### TEXT BLOCK
:::

This past Friday evening, one pastor stood solitarily under a sky of steady rain, offering a word of hope and encouragement to a very uncertain and anxious world. Those words came from our Lord Jesus Christ. The man was Pope Francis.

He stood with no audience before him. He had no assistant beside him. He stood alone in the massive and otherwise bustling square in front of St. Peter’s Basilica in Rome. Isolated like nearly half the world who are confined to their homes because of the COVID-19 crisis, who he addressed through radio, television, Facebook and YouTube. 

It made for a very dramatic image.

His text was the story of Jesus calming the angry sea of Galilee. While those around him, his disciples, were terrified for their safety, even their own lives, Jesus slept, undisturbed by the tumult.

“For weeks now it has been evening,” declared Francis, drawing from the first words in Mark’s telling: “On that day, when evening had come…”

The Pope applied that scene to our own day.

“Thick darkness has gathered over our squares, our streets and our cities; it has taken over our lives, filling everything with a deafening silence and a distressing void, that stops everything as it passes by; we feel it in the air, we notice it in people’s gestures, their glances give them away.”

This quiet darkness, this isolation, has impacted so many, so deeply, and at the same time. Seldom has the world collectively felt the very same fear and uncertainty as dramatically as we are today. Recognizing this, Francis said,

“We find ourselves afraid and lost. Like the disciples in the Gospel we were caught off guard by an unexpected, turbulent storm. We have realized that we are on the same boat, all of us fragile and disoriented…” 

We are all indeed in the same boat, most of the world caught off guard, just as the disciples were. 

“On this boat… are all of us. Just like those disciples, who spoke anxiously with one voice, saying ‘We are perishing’ (Mark 4:38).”

:::

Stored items
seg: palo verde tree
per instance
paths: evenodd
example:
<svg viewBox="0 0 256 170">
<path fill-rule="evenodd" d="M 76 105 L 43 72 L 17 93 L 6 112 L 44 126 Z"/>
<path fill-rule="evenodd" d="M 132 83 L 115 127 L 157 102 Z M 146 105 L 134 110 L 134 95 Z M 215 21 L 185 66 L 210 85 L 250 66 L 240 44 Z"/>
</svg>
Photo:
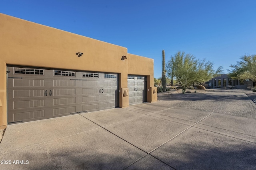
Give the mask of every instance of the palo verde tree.
<svg viewBox="0 0 256 170">
<path fill-rule="evenodd" d="M 244 55 L 240 58 L 236 64 L 231 65 L 232 70 L 228 76 L 238 80 L 250 79 L 256 81 L 256 55 Z"/>
<path fill-rule="evenodd" d="M 171 56 L 166 68 L 168 74 L 172 75 L 181 86 L 182 93 L 186 93 L 186 89 L 193 82 L 207 81 L 222 71 L 222 66 L 215 70 L 212 62 L 200 61 L 193 55 L 180 51 Z"/>
</svg>

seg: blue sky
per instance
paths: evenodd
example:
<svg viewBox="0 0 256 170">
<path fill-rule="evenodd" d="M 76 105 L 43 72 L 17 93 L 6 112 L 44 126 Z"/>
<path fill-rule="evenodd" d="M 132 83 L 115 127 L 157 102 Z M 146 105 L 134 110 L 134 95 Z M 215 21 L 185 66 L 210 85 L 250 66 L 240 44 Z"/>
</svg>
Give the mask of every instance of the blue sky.
<svg viewBox="0 0 256 170">
<path fill-rule="evenodd" d="M 0 13 L 126 47 L 154 59 L 156 78 L 163 49 L 166 61 L 183 51 L 226 72 L 256 54 L 255 0 L 0 0 Z"/>
</svg>

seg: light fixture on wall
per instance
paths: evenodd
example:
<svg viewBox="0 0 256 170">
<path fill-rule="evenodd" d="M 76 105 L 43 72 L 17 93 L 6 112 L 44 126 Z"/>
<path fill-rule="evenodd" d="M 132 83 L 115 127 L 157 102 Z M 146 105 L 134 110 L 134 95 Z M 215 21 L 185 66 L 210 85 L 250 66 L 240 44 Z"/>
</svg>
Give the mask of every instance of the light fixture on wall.
<svg viewBox="0 0 256 170">
<path fill-rule="evenodd" d="M 77 52 L 76 53 L 76 55 L 78 55 L 78 57 L 80 57 L 81 56 L 82 56 L 82 55 L 83 55 L 83 53 L 80 53 L 80 52 Z"/>
<path fill-rule="evenodd" d="M 126 57 L 126 56 L 123 55 L 122 57 L 122 59 L 121 59 L 122 60 L 125 60 L 126 59 L 127 59 L 127 57 Z"/>
</svg>

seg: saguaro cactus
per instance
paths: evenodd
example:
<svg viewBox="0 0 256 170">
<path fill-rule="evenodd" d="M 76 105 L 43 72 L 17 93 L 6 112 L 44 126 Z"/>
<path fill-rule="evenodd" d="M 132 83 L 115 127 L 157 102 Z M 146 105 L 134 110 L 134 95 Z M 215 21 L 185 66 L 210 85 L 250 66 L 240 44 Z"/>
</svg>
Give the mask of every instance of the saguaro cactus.
<svg viewBox="0 0 256 170">
<path fill-rule="evenodd" d="M 162 73 L 162 85 L 163 86 L 163 92 L 166 91 L 166 80 L 165 79 L 165 55 L 164 50 L 163 50 L 163 72 Z"/>
</svg>

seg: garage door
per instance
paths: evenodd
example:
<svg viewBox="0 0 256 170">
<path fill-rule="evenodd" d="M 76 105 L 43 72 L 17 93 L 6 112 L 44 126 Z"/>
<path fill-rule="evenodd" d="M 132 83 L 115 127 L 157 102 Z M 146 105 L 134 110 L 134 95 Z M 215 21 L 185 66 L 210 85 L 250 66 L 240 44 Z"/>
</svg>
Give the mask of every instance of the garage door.
<svg viewBox="0 0 256 170">
<path fill-rule="evenodd" d="M 146 101 L 146 77 L 128 75 L 129 104 L 142 103 Z"/>
<path fill-rule="evenodd" d="M 7 67 L 9 123 L 118 106 L 116 74 Z"/>
</svg>

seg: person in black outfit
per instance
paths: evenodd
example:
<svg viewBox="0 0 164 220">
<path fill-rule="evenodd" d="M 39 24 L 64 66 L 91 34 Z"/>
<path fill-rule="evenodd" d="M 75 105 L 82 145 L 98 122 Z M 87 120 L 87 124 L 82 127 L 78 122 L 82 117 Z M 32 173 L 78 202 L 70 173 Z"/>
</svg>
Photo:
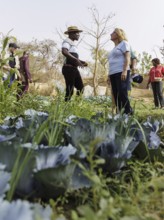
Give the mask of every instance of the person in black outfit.
<svg viewBox="0 0 164 220">
<path fill-rule="evenodd" d="M 83 81 L 78 67 L 83 68 L 87 63 L 79 59 L 77 47 L 74 41 L 78 41 L 80 32 L 76 26 L 68 27 L 64 34 L 68 34 L 68 38 L 62 43 L 62 54 L 65 56 L 65 62 L 62 67 L 66 83 L 65 101 L 69 101 L 73 95 L 74 87 L 77 89 L 77 95 L 81 95 L 84 90 Z"/>
<path fill-rule="evenodd" d="M 20 68 L 19 65 L 19 58 L 18 56 L 15 54 L 17 48 L 19 48 L 19 46 L 17 46 L 16 43 L 10 43 L 9 44 L 9 67 L 11 69 L 15 69 L 15 72 L 10 73 L 10 83 L 9 83 L 9 87 L 13 84 L 13 82 L 15 80 L 19 80 L 20 78 L 20 74 L 18 69 Z"/>
</svg>

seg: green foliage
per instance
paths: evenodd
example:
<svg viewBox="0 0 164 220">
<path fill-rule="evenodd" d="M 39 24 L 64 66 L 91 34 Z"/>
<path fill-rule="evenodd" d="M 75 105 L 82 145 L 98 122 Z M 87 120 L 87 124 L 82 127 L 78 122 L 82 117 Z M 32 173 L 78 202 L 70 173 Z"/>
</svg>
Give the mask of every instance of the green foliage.
<svg viewBox="0 0 164 220">
<path fill-rule="evenodd" d="M 139 54 L 138 60 L 140 63 L 139 71 L 141 74 L 147 74 L 152 66 L 151 60 L 152 56 L 149 55 L 147 52 L 143 52 Z"/>
</svg>

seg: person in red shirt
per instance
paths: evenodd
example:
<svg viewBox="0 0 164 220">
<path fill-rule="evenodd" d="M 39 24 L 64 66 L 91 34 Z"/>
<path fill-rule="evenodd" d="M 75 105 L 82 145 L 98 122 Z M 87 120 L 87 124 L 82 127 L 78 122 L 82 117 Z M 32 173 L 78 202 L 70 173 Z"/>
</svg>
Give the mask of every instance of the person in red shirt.
<svg viewBox="0 0 164 220">
<path fill-rule="evenodd" d="M 152 64 L 153 67 L 150 69 L 149 72 L 147 88 L 149 88 L 149 84 L 151 83 L 154 95 L 155 108 L 161 107 L 162 109 L 164 109 L 164 97 L 162 94 L 162 80 L 164 79 L 164 67 L 160 64 L 160 60 L 158 58 L 152 59 Z"/>
</svg>

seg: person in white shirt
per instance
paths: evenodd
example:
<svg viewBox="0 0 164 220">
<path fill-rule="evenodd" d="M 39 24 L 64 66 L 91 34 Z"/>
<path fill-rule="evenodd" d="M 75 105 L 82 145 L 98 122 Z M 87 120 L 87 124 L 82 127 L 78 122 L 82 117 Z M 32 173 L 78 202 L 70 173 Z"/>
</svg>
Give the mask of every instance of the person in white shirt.
<svg viewBox="0 0 164 220">
<path fill-rule="evenodd" d="M 83 81 L 78 67 L 83 68 L 87 63 L 79 59 L 79 54 L 75 41 L 79 40 L 80 32 L 76 26 L 68 27 L 64 34 L 68 35 L 62 43 L 62 54 L 65 61 L 62 67 L 62 73 L 66 83 L 65 101 L 69 101 L 73 95 L 74 87 L 77 89 L 76 95 L 81 95 L 84 90 Z"/>
<path fill-rule="evenodd" d="M 115 47 L 109 53 L 109 75 L 117 113 L 132 114 L 128 98 L 128 84 L 130 77 L 130 44 L 125 32 L 115 28 L 111 34 L 111 41 Z"/>
</svg>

:::

### WORK TASK A
List every medium through which, according to the piece on Pope Francis's address, he reached the people he spoke to.
### WORK TASK B
Rewrite the paragraph beginning "He stood with no audience before him" from the piece on Pope Francis's address in two or three shorter sentences, keeping its main facts.
### WORK TASK C
In the piece on Pope Francis's address, which Gospel story did the Pope take as his text?
The rows above are separate material and have no connection to the piece on Pope Francis's address.

### ANSWER AREA A
Radio, television, Facebook, YouTube

### ANSWER AREA B
Pope Francis stood alone, with no audience and no assistant, in the huge and usually busy square in front of St. Peter's Basilica in Rome. He was isolated like nearly half the world, confined to their homes by the COVID-19 crisis. He addressed them through radio, television, Facebook and YouTube.

### ANSWER AREA C
The story of Jesus calming the angry sea of Galilee.